>> START DATASET EXTRACT

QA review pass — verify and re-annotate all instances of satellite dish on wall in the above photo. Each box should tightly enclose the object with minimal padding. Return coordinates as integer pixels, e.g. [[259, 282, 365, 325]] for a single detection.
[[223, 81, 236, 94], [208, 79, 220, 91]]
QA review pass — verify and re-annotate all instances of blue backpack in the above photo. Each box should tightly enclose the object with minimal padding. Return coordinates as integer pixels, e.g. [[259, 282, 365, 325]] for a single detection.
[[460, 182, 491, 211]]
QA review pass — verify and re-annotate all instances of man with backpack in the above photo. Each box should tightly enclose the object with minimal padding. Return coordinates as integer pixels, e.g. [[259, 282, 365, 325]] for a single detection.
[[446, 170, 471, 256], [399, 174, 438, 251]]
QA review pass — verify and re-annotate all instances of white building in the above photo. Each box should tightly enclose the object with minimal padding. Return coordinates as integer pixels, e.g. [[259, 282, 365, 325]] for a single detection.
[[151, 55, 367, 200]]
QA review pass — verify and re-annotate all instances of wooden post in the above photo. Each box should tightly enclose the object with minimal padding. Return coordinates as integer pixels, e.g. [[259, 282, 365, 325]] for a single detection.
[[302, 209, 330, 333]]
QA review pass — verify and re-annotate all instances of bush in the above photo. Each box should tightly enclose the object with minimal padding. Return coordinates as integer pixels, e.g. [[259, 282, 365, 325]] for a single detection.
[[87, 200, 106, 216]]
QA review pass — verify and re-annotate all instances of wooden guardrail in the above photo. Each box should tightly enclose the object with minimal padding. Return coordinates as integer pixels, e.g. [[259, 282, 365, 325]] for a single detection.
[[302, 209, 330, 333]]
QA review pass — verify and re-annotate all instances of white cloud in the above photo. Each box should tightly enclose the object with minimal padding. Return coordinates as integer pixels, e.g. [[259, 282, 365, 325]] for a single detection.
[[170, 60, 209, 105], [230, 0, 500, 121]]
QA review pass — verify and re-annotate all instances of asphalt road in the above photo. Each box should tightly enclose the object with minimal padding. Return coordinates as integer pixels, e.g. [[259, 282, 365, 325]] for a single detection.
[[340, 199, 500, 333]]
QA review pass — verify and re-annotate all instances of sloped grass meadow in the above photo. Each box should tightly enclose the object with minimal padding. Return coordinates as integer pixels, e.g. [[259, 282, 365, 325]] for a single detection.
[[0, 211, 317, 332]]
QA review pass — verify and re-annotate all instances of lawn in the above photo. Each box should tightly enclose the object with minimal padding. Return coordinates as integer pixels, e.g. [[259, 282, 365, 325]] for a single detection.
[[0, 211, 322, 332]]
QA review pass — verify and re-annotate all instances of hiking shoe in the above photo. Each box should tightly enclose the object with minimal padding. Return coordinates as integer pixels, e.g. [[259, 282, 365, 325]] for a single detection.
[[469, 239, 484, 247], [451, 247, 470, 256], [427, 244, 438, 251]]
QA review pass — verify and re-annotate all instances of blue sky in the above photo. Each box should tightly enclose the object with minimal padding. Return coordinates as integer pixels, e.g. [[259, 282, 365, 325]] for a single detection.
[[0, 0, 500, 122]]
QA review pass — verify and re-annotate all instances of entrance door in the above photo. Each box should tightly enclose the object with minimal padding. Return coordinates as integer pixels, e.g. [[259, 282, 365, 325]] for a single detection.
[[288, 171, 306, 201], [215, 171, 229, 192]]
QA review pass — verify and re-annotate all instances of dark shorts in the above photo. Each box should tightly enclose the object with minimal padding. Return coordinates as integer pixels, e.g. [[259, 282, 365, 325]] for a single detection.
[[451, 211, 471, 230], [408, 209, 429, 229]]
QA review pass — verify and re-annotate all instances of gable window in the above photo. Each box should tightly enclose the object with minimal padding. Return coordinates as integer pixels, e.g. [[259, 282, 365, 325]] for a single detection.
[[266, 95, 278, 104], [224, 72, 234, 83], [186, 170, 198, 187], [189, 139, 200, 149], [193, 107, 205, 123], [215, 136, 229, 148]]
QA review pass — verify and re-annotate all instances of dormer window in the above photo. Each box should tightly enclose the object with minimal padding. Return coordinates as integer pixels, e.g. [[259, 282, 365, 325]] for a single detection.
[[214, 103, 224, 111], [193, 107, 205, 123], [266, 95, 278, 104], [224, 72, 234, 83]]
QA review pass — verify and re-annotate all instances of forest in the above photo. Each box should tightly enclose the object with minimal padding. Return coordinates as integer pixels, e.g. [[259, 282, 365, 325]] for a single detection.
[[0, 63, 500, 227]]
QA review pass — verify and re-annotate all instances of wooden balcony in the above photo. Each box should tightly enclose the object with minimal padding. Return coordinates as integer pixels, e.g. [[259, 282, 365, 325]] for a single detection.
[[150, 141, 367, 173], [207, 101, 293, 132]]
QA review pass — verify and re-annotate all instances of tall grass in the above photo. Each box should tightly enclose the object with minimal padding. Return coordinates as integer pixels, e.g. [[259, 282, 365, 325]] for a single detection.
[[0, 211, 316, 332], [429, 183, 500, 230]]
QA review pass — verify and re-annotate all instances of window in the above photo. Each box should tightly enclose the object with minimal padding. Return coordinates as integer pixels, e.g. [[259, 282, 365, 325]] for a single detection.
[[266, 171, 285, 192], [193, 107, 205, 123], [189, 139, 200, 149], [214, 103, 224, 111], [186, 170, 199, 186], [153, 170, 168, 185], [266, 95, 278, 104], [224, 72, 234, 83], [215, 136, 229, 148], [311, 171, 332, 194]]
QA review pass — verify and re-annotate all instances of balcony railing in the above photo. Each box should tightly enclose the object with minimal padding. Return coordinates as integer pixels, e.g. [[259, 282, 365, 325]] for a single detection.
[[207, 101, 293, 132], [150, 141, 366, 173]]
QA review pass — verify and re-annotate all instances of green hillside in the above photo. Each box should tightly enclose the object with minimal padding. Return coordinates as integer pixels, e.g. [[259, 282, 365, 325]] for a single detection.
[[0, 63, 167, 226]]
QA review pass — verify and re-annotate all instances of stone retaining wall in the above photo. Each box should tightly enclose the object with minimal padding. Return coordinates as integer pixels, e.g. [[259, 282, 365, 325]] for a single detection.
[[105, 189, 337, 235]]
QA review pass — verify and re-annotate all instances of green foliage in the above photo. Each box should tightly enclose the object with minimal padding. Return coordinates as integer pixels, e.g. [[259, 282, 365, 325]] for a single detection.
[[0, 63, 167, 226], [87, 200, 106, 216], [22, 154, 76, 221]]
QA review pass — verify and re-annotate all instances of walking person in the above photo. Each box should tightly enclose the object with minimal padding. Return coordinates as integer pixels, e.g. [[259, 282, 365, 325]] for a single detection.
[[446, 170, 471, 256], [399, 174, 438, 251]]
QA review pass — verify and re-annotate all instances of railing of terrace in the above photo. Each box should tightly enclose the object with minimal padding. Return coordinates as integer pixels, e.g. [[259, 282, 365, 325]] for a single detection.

>> END DATASET EXTRACT

- **EXERCISE DIRECTIONS**: Tally the lines of the data above that contain the word "window", and reply with the number alone.

- **FULL OUTPUT**: 3